SELECTED PASSAGE:
-------

Classic career strategy is Ready, Aim, Fire. Ready is mental, introspective (e.g. pondering “what am I passionate about?”). Aim refers to crafting a long-term career plan. Fire means executing on the plan. Ready-aim-fire (and then retire) no longer works. You can’t plan your life or career like you used to. These days, the better approach is almost ready-aim-fire-aim-fire-aim-fire. Entrepreneurial career strategy involves learning while going, executing while planning, finishing while starting, aiming while firing. There are no clear start and finish points; no designated “ready” or “set” phase followed by a “go” phase. Still, despite the need for constant recalibration, you can be disciplined about how where you choose to direct your energies and how you choose to adapt to unpredictable changes.

Old: Be Loyal to Your Employer and They’ll Be Loyal to You
New: The Employer-Employee Pact is Over; Extend Loyalty to Your Network

LeBron James grew up in Ohio. He married his high school sweetheart from Akron. The Cleveland Cavaliers picked him first in the 2003 NBA draft. A couple years later, LeBron James was widely viewed as the greatest basketball player alive. In Ohio, he was God. (A giant billboard in Cleveland with his photo was headlined, “We Are All Witnesses.”) Yet even as he racked up accolades, the one thing he wanted more than any other–an NBA Championship–eluded him. In mid-2010 LeBron James announced that he was leaving Ohio. He said he was taking his talents to the Miami Heat, a team with a stronger supporting cast, because he wanted to “win now and in the future.” Ohio fans felt betrayed. Sure, he was technically a free agent. But what about loyalty? What about roots? To LeBron, a better career opportunity meant more than his loyalty to Cleveland. While this was a case of a superstar athlete abandoning his team and city, teams have initiated break-ups just as often. The New York Knicks traded away NBA-great Patrick Ewing, even though he had played a record 1,039 games in a Knick uniform.

Today, every young, talented professional is like LeBron. There used to be a long-term economic and psychological pact between the employee and employer–the mutual expectation that a job within the “family” culture of corporations like Ford or IBM guaranteed lifetime employment (and generous benefits once you retired). It’s been replaced by a performance-based, one-day contract that’s perpetually up for renewal by both employee and employer. If you want to keep working at a company, you have to prove your worth–or else they’ll show you to the door. These are competitive times. An organization can’t afford deadweight, regardless of a person’s seniority, loyalty, or prior competency. By the same token, if you are valuable and a company wants to keep you as an employee, it has to earn your loyalty: it has to offer a competitive salary, engaging opportunities, meaningful work–or else you’ll head to the door.

-------

DATA LINES:
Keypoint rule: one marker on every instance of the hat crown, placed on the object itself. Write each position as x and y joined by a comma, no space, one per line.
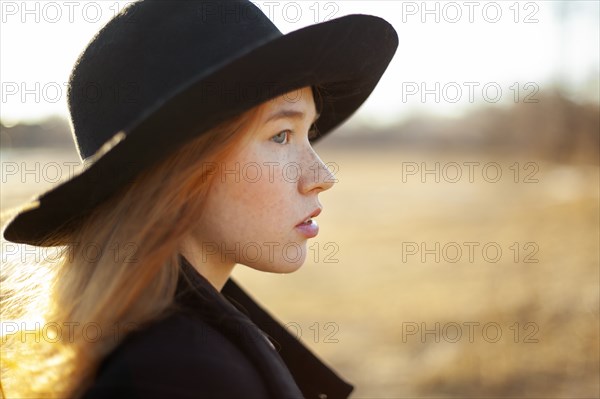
149,52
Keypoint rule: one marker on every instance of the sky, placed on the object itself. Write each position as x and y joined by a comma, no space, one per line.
452,56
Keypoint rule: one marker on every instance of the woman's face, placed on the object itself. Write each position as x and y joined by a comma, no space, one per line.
260,210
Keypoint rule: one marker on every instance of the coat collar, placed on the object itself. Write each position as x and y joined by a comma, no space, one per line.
244,321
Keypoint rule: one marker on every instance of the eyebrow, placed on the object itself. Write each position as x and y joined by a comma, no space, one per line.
289,113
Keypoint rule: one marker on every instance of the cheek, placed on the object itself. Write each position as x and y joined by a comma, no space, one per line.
253,201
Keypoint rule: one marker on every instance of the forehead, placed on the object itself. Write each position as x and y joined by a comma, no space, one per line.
300,100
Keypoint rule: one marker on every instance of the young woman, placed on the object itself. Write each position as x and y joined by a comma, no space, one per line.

-------

INSTRUCTION 1:
List every NBA team named in the career strategy passage.
INSTRUCTION 2:
According to the career strategy passage, how many games did Patrick Ewing play in a Knick uniform?

RESULT 1:
Cleveland Cavaliers, Miami Heat, New York Knicks

RESULT 2:
He played a record 1,039 games.